[Location annotation dataset excerpts]
— Begin —

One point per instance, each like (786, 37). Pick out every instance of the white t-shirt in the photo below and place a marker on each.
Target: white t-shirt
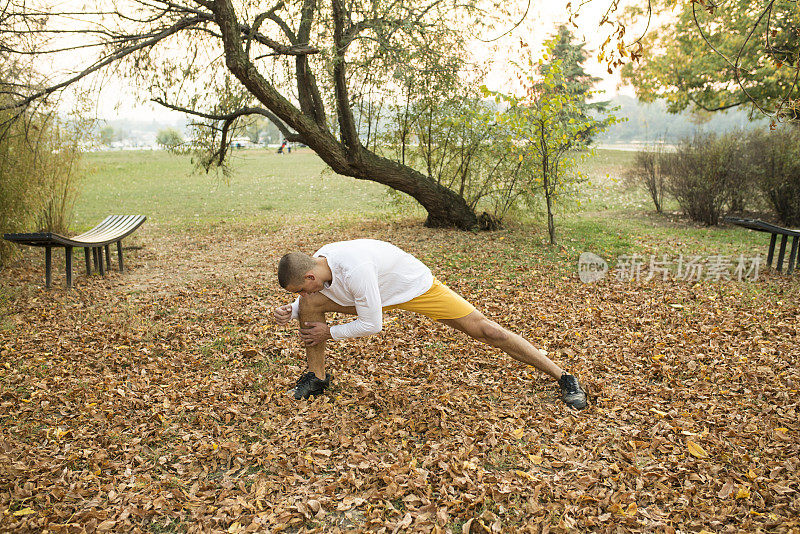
(369, 275)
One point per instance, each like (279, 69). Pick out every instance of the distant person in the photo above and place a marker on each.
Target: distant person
(365, 277)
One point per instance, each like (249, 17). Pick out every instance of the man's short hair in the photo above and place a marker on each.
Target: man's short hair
(293, 267)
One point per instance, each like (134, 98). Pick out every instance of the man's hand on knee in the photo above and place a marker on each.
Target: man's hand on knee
(283, 314)
(315, 333)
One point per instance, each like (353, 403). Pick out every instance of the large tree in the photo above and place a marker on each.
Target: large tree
(303, 64)
(719, 55)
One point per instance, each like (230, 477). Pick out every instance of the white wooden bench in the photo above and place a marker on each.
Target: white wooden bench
(111, 230)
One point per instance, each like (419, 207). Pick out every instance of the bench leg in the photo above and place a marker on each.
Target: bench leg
(119, 255)
(100, 261)
(771, 252)
(793, 255)
(48, 275)
(782, 253)
(68, 257)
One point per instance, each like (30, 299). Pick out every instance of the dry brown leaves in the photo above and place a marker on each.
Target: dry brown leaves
(155, 401)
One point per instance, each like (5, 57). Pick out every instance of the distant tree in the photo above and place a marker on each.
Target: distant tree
(717, 56)
(574, 79)
(302, 64)
(169, 138)
(107, 135)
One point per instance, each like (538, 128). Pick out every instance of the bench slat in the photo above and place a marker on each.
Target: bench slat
(111, 229)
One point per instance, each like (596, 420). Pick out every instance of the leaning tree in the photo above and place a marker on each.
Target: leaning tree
(303, 64)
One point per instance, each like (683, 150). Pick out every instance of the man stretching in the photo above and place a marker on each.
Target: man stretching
(365, 277)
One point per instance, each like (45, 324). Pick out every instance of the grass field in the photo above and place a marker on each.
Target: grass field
(265, 189)
(262, 187)
(155, 400)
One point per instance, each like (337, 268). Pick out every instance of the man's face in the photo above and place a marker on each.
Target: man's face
(311, 284)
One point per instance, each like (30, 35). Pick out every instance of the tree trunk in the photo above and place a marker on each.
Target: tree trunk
(346, 156)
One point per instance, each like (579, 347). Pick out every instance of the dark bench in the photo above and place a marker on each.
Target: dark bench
(775, 231)
(111, 230)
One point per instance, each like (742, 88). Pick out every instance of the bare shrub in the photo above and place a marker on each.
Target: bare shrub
(774, 160)
(38, 176)
(700, 176)
(647, 170)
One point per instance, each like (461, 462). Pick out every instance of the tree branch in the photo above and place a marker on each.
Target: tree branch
(347, 127)
(289, 135)
(311, 102)
(175, 28)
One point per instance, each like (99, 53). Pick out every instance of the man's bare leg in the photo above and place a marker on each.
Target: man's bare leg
(476, 325)
(312, 310)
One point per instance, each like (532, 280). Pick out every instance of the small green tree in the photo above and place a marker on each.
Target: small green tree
(575, 80)
(169, 138)
(547, 126)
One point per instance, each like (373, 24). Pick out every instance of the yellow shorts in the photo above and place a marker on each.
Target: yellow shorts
(439, 302)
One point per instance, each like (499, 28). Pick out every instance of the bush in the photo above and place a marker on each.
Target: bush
(702, 176)
(648, 171)
(774, 161)
(38, 176)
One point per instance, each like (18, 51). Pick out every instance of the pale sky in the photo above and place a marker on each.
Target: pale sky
(113, 98)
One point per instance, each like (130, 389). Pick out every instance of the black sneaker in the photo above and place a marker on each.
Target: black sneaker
(308, 385)
(571, 392)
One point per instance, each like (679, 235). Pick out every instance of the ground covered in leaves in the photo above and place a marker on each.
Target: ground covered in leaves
(154, 400)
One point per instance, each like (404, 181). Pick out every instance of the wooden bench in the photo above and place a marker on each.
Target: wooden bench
(111, 230)
(775, 231)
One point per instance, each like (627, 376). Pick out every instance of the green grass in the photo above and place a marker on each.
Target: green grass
(608, 217)
(263, 186)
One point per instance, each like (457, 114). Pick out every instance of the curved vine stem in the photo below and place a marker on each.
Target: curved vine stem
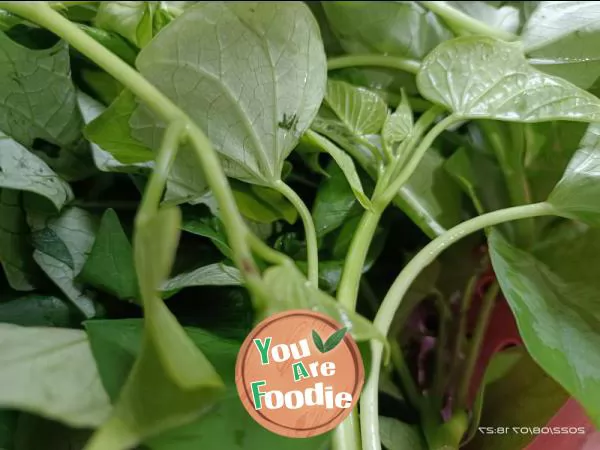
(391, 62)
(369, 402)
(237, 231)
(312, 248)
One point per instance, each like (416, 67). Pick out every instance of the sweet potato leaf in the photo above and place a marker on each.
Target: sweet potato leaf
(62, 244)
(557, 314)
(109, 266)
(500, 84)
(115, 344)
(559, 38)
(251, 74)
(51, 372)
(396, 28)
(38, 106)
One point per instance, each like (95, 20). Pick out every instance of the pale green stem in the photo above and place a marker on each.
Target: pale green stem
(395, 295)
(487, 306)
(312, 249)
(355, 259)
(391, 62)
(162, 167)
(42, 14)
(460, 20)
(417, 156)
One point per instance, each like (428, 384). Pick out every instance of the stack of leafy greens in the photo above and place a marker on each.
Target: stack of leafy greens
(173, 172)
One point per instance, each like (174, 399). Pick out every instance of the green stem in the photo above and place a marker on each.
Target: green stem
(42, 14)
(487, 306)
(408, 384)
(312, 248)
(392, 62)
(417, 156)
(355, 259)
(398, 290)
(347, 435)
(460, 20)
(162, 167)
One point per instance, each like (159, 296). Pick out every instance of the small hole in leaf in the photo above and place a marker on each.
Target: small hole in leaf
(48, 148)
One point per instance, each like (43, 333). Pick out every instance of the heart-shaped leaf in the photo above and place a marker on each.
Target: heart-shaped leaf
(361, 110)
(576, 194)
(333, 340)
(318, 341)
(561, 38)
(252, 75)
(482, 77)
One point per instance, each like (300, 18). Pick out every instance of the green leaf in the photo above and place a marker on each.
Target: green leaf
(62, 244)
(262, 204)
(397, 435)
(115, 344)
(505, 17)
(318, 341)
(15, 248)
(290, 290)
(333, 340)
(103, 86)
(183, 382)
(109, 266)
(526, 397)
(576, 194)
(217, 274)
(112, 132)
(36, 311)
(346, 164)
(252, 75)
(112, 42)
(500, 84)
(21, 170)
(335, 202)
(373, 27)
(361, 110)
(560, 39)
(38, 106)
(132, 20)
(209, 227)
(429, 197)
(557, 311)
(398, 125)
(51, 372)
(34, 432)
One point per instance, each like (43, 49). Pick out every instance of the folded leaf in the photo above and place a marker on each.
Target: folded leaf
(21, 170)
(560, 39)
(374, 27)
(398, 125)
(361, 110)
(183, 382)
(15, 246)
(62, 244)
(132, 20)
(116, 343)
(111, 130)
(576, 194)
(51, 372)
(109, 265)
(217, 274)
(290, 290)
(252, 75)
(38, 106)
(499, 84)
(397, 435)
(557, 310)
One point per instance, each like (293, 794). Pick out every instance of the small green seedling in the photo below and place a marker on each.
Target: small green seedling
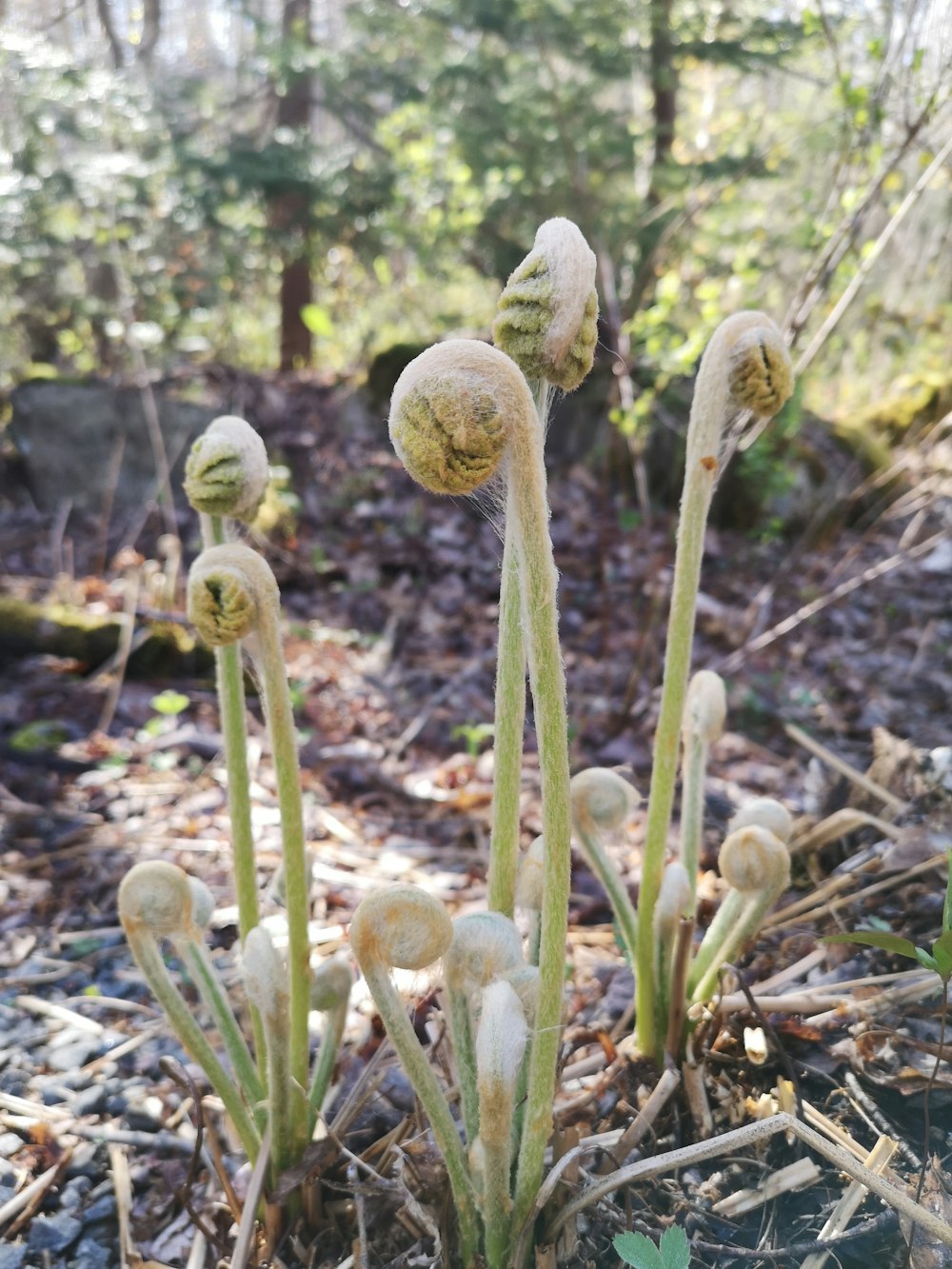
(940, 960)
(475, 735)
(672, 1253)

— End —

*PROBLEM DESCRIPTION:* Print every entry exactly as written, without the pictures.

*FULL RESPONSE:*
One point per instance, each like (786, 37). Pick out every instance of the white t-shirt in the photo below and place a marker on each.
Target: white t-shirt
(369, 275)
One point per instance, each like (279, 69). Pick out every instance of the distant person in the photo above and place a marker on each.
Target: distant person
(365, 277)
One point per instance, each like (249, 17). Pick out every instance of the man's short hair in the photo above and place a marker on each.
Target: man's short hair
(293, 267)
One point per instance, each like (134, 98). Pick out every instance of the man's hand on knee in the photo above and place a marker on each.
Target: man's hand on knee
(283, 314)
(315, 333)
One point per instance, each like (353, 403). Pick out every instance of the large tree in the photo above and place a marker on each.
Target: large tree
(303, 64)
(719, 55)
One point per instance, each like (230, 477). Pick out every instance of the white wooden bench in the photo above and place a marker on each.
Target: white wooden bench
(111, 230)
One point per instance, each like (419, 207). Pick out every instance of the bench leg in the photo above and place a marker on each.
Target: bench leg
(119, 255)
(100, 261)
(771, 252)
(793, 255)
(48, 275)
(782, 253)
(68, 257)
One point per instance, each like (30, 299). Pick out every instance of the dry brown leaves in the photo above and place a marker on each.
Target: dry brown leaves
(155, 401)
One point per instance, each like (5, 57). Pick out every instance of the distant tree in the photo above and place a marker on each.
Target: distant tree
(717, 56)
(574, 79)
(302, 64)
(169, 138)
(107, 135)
One point per instance, each like (538, 128). Pick out every instance of the bench slat in the photo above and place a marker on each.
Target: bench slat
(111, 229)
One point per instance, each like (596, 420). Pick out every instance of the leaning tree in the photo above and place a marker on each.
Target: leaning tree
(303, 64)
One point per instance, each like (683, 150). Pick out every instance of the man stretching in the photo above and place a marker on each.
Target: man stretching
(365, 277)
One point per instance, each like (45, 324). Pick out every instance of the grass field in the photo above and place a marker on each.
Target: grass field
(265, 189)
(262, 187)
(155, 400)
One point per instance, each like (337, 268). Pick out every instance of the man's face in the photo above and place a marker on each.
Target: man's face
(311, 284)
One point per instance, each like (30, 35). Pick out every instance of the tree trunk in the photo above and place a marker on each.
Target: tree trunk
(346, 156)
One point per instance, each like (579, 347). Pick out every instance of the dark bench in the photo above and place a marker on each.
Target: dark bench
(775, 231)
(111, 230)
One point per instance, each like (742, 88). Pick out every instance of the bare shrub in the photo above and place a marker on each.
Target: bare shrub
(774, 160)
(38, 176)
(700, 176)
(647, 170)
One point per instance, each like (461, 462). Pick out every instance of the tree branch in the photo above and place a marker on each.
Target: tree branch
(347, 127)
(289, 135)
(311, 102)
(175, 28)
One point per instance, each like (99, 53). Pick out every instance of the man's bare leg in the photo above and place a marker on each.
Target: man's bare leg
(476, 325)
(312, 310)
One point per instance, each like (532, 280). Pick out every instance of the small green tree in the photo above and place a marker on each.
Target: small green tree
(575, 80)
(169, 138)
(547, 126)
One point per instance, each like (373, 24). Pick out every instance of the yellow shorts in the photo above and place a marker on each.
Target: yellow shorts
(439, 302)
One point per instance, each like (499, 28). Pick out every instance of the bush in the photo above and place a marker on each.
Target: bush
(702, 176)
(648, 171)
(774, 161)
(38, 176)
One point per instance, each like (18, 51). Pick out every instance of the pale sky in the photo above and place a marker on each.
Target: pale sky
(113, 98)
One point per instance, each like (130, 389). Pick out every instance of the black sneaker in the photo above and place a marker on each.
Target: black sneaker
(308, 385)
(571, 392)
One point per instance, each like (679, 235). Pick out every instance of the ground covered in leaves in the photo above and place a marker on each.
Target: ground covered in leaves
(154, 400)
One point per instance, each like (404, 181). Pick out every instance of the wooden bench in the photo above and place a marker on each.
Target: wooden bench
(111, 230)
(775, 231)
One point per instance, each like (627, 376). Pick out every instance of the green grass in the photo above and place a marker on each.
Target: green grass
(608, 217)
(263, 186)
One point per instance, each like (457, 114). Pick out every instance of the curved vine stem in the photo below and place a marker on each.
Target: curved vine stem
(391, 62)
(369, 402)
(237, 231)
(312, 248)
One point per instance, each like (416, 67). Pick out every instance of the sweet potato leaf in the photo above and place a marker on each.
Target: sweet potato leaf
(62, 244)
(557, 314)
(109, 266)
(500, 84)
(115, 344)
(559, 38)
(251, 74)
(51, 372)
(396, 28)
(38, 106)
One point per instance, each like (95, 20). Pick out every instance of the pale green stem in the photo above and place a marker on each.
Target: pale green stem
(395, 295)
(487, 306)
(312, 249)
(355, 259)
(391, 62)
(162, 167)
(42, 14)
(460, 20)
(417, 156)
One point per instance, each like (428, 384). Pick out every instance of the stack of leafy greens in the photo above and place a marker on each.
Target: stack of leafy greens
(173, 172)
One point per instance, each like (174, 399). Pick out every instance of the green stem in the photo above and place a marker on each.
Target: green stem
(42, 14)
(487, 306)
(408, 384)
(312, 248)
(392, 62)
(417, 156)
(355, 259)
(398, 290)
(347, 435)
(460, 20)
(162, 167)
One point per instance, each like (159, 296). Pick out every instance of the small hole in leaf in the photo above and place a marker on each.
Target: small hole in leaf
(48, 148)
One point per instance, each like (43, 333). Pick out every instance of the heart-shaped leaf in the photo above and place a marker on each.
Target: heart-shaped leaf
(361, 110)
(576, 194)
(333, 340)
(318, 341)
(561, 38)
(252, 75)
(482, 77)
One point per instance, each like (300, 18). Pick out every instance of the green leaf in the photo above and place a marker on each.
Target: green leaf
(62, 244)
(262, 204)
(397, 435)
(115, 344)
(505, 17)
(318, 341)
(15, 248)
(290, 290)
(333, 340)
(103, 86)
(183, 382)
(109, 266)
(526, 397)
(576, 194)
(217, 274)
(112, 132)
(36, 311)
(346, 164)
(252, 75)
(112, 42)
(500, 84)
(21, 170)
(335, 202)
(373, 27)
(361, 110)
(560, 39)
(38, 106)
(132, 20)
(209, 227)
(429, 197)
(557, 311)
(398, 125)
(51, 372)
(34, 432)
One point per instance, each like (43, 49). Pick out every instance of the folded leaf in the photo above and place a marker on each.
Target: folded leaf
(21, 170)
(560, 39)
(374, 27)
(398, 125)
(361, 110)
(183, 382)
(15, 246)
(62, 244)
(132, 20)
(116, 343)
(111, 130)
(576, 194)
(51, 372)
(109, 265)
(217, 274)
(290, 290)
(252, 75)
(38, 106)
(499, 84)
(397, 435)
(557, 310)
One point per instance, each like (293, 794). Pick out every instance of the small green seedling in the photo below and place a marker on each.
Target: small green seedling
(940, 960)
(475, 735)
(672, 1253)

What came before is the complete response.